The task:
From the entries below, copy exactly the lines from the one that contains "Should you be willing to segment every instance of the blue" through the one that contains "Should you be willing to segment every instance of the floral", both included, and only those.

- Opening Delimiter -

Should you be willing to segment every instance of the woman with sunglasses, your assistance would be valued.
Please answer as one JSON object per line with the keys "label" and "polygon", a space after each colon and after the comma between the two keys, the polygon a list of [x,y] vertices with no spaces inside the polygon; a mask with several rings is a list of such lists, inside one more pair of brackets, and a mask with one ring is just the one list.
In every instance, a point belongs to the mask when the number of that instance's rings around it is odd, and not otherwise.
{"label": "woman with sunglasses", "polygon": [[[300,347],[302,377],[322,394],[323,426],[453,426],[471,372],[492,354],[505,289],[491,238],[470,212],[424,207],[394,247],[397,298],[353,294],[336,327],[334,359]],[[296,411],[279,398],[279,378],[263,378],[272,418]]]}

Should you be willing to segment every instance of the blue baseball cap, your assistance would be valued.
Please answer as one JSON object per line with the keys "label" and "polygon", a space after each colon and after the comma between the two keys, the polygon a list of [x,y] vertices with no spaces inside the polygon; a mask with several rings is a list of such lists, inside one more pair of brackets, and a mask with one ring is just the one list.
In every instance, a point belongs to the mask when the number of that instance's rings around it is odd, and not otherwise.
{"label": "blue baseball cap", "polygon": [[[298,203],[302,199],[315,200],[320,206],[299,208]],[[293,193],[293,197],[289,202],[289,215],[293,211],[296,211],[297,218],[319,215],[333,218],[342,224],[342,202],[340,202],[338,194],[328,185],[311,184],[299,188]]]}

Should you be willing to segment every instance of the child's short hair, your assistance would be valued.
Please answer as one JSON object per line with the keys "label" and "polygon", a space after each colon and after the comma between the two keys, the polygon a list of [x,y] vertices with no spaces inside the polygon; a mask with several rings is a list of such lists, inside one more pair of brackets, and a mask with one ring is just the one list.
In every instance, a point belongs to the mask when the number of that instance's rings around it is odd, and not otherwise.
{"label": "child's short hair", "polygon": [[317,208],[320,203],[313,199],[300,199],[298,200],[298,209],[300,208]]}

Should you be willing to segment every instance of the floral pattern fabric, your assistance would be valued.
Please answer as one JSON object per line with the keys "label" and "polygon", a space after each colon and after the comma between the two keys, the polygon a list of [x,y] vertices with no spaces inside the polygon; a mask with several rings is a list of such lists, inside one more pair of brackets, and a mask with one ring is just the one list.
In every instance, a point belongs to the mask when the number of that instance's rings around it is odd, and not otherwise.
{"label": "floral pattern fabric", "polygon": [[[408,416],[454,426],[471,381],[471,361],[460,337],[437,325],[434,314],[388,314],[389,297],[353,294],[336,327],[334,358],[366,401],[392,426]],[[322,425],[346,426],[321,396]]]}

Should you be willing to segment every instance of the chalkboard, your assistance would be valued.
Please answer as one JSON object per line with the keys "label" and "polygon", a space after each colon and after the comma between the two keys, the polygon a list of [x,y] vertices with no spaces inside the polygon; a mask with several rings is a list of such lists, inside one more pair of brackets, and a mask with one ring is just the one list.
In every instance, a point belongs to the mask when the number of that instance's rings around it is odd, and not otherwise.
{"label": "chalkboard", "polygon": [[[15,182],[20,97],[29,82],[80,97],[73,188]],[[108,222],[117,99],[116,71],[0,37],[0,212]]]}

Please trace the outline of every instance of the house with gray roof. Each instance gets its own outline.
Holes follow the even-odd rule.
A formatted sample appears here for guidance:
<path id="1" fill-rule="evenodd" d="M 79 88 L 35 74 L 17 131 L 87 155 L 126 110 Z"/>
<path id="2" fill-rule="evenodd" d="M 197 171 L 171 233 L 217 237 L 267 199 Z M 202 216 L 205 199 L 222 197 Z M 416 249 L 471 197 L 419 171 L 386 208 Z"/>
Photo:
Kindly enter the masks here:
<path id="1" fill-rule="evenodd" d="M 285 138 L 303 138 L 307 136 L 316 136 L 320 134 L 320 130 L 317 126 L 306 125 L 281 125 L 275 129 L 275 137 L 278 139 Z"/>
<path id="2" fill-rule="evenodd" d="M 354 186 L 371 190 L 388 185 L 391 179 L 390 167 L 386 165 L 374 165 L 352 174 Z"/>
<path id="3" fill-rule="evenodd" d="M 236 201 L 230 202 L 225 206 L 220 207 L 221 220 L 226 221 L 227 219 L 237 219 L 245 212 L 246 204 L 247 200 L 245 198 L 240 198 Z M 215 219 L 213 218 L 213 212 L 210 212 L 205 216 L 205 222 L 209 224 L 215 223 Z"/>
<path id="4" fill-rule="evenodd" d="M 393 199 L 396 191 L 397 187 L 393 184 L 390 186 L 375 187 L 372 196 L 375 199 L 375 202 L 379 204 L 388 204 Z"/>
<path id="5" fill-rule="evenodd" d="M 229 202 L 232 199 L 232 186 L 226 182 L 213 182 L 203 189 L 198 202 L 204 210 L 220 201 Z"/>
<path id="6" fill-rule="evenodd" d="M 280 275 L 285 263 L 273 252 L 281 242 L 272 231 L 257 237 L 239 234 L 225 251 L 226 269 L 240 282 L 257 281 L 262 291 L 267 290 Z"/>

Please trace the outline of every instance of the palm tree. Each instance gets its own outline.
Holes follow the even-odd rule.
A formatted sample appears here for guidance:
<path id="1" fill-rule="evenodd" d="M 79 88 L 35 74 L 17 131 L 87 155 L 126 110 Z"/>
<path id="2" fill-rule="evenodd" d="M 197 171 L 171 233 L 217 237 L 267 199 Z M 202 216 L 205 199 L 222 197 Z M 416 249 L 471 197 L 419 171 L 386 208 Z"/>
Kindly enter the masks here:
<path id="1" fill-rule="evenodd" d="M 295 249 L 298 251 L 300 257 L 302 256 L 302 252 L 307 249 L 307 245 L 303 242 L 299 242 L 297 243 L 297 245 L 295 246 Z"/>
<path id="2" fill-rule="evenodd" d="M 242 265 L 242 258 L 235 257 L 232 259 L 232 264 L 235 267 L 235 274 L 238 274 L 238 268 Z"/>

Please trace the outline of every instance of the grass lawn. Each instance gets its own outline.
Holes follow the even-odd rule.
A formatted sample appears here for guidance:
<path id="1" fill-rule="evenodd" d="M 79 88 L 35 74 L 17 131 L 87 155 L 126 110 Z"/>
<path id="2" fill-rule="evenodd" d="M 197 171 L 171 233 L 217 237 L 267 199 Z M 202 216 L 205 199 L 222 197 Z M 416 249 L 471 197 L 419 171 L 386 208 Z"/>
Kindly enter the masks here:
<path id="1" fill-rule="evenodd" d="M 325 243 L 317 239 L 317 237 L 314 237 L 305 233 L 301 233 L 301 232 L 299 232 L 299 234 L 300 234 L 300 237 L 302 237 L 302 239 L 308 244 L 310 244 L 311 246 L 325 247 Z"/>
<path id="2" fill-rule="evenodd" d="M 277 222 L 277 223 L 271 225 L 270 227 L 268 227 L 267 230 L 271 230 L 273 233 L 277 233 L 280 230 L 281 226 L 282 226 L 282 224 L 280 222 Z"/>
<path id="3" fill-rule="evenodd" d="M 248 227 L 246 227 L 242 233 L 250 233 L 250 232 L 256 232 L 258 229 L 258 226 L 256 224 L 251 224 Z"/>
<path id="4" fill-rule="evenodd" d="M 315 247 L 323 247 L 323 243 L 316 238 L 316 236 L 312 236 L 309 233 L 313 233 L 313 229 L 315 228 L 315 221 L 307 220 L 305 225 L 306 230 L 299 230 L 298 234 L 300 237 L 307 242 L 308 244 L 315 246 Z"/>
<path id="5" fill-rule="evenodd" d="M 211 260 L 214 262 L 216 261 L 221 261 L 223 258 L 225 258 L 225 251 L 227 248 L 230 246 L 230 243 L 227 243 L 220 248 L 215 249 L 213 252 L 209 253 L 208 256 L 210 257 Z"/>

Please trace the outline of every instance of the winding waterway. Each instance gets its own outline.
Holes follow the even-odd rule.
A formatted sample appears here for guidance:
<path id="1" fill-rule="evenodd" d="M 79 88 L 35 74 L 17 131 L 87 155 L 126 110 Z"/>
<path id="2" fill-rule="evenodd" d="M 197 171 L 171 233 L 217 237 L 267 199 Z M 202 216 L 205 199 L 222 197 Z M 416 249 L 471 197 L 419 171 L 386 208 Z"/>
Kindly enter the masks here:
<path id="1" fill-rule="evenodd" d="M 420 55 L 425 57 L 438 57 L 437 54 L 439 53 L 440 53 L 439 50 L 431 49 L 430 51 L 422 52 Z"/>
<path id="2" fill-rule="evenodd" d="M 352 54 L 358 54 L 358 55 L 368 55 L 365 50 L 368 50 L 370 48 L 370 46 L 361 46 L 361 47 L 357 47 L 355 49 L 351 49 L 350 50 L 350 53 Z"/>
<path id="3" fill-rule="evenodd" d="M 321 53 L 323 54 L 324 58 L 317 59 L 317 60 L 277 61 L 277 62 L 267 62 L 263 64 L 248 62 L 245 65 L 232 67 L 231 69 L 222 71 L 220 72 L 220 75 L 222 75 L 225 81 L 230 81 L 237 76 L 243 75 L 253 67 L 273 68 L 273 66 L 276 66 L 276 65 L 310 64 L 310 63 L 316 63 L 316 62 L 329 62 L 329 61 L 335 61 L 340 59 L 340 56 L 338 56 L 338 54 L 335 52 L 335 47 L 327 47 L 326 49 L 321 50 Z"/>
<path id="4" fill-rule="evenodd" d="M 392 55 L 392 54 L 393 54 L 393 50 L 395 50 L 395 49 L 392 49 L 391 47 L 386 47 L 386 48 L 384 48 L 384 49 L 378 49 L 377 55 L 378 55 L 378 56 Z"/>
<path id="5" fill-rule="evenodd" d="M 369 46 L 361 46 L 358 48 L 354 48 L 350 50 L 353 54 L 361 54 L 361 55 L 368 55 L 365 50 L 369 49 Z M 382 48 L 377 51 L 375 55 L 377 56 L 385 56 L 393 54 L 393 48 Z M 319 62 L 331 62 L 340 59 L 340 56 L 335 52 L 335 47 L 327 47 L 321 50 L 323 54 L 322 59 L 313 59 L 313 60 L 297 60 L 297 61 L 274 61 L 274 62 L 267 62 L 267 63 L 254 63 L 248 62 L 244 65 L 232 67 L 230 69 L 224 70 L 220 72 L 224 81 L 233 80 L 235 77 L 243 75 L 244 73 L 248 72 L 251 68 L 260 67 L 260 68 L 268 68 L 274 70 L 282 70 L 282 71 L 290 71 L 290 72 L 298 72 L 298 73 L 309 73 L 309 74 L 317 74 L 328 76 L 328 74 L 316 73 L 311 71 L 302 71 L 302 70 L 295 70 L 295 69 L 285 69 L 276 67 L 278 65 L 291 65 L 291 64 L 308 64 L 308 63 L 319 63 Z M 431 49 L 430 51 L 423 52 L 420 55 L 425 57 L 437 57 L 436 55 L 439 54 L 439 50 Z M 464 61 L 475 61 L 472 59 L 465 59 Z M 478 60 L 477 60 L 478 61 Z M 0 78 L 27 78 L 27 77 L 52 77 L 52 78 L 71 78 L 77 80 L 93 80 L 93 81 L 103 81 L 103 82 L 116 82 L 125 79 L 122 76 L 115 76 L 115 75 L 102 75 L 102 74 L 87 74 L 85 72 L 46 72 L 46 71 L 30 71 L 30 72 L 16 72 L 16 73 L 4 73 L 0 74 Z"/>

- Closing Delimiter -

Response area:
Should you be willing to segment every instance of the blue baseball cap, your assistance would be valued.
Please answer as one JSON object per line with the keys "label" and "polygon", a space after each colon and after the comma between the two keys, the polygon a list of [x,y] vertices with no spaces inside the polygon; a mask with several rings is a list of such lists, inside one more pair of brackets, and a mask with one ring is just the one list.
In every instance, a point belongs to the mask when the number of that instance's rings around it is odd, and not otherwise.
{"label": "blue baseball cap", "polygon": [[[298,203],[302,199],[315,200],[320,206],[299,208]],[[293,193],[293,197],[289,202],[289,215],[293,211],[296,211],[297,218],[319,215],[333,218],[342,224],[342,202],[340,202],[338,194],[328,185],[311,184],[299,188]]]}

Should you be willing to segment every instance of the child's short hair, your assistance would be valued.
Please answer as one JSON object per line with the keys "label" and "polygon", a space after each colon and after the comma between the two keys, the polygon a list of [x,y] vertices with no spaces inside the polygon; a mask with several rings is a list of such lists, inside one more pair of brackets, and a mask with one ring is just the one list.
In every instance, a point belongs to the mask when the number of that instance's rings around it is odd, and not otherwise.
{"label": "child's short hair", "polygon": [[317,208],[320,203],[313,199],[300,199],[298,200],[298,209],[300,208]]}

Should you be willing to segment every instance of the floral pattern fabric, your assistance would be valued.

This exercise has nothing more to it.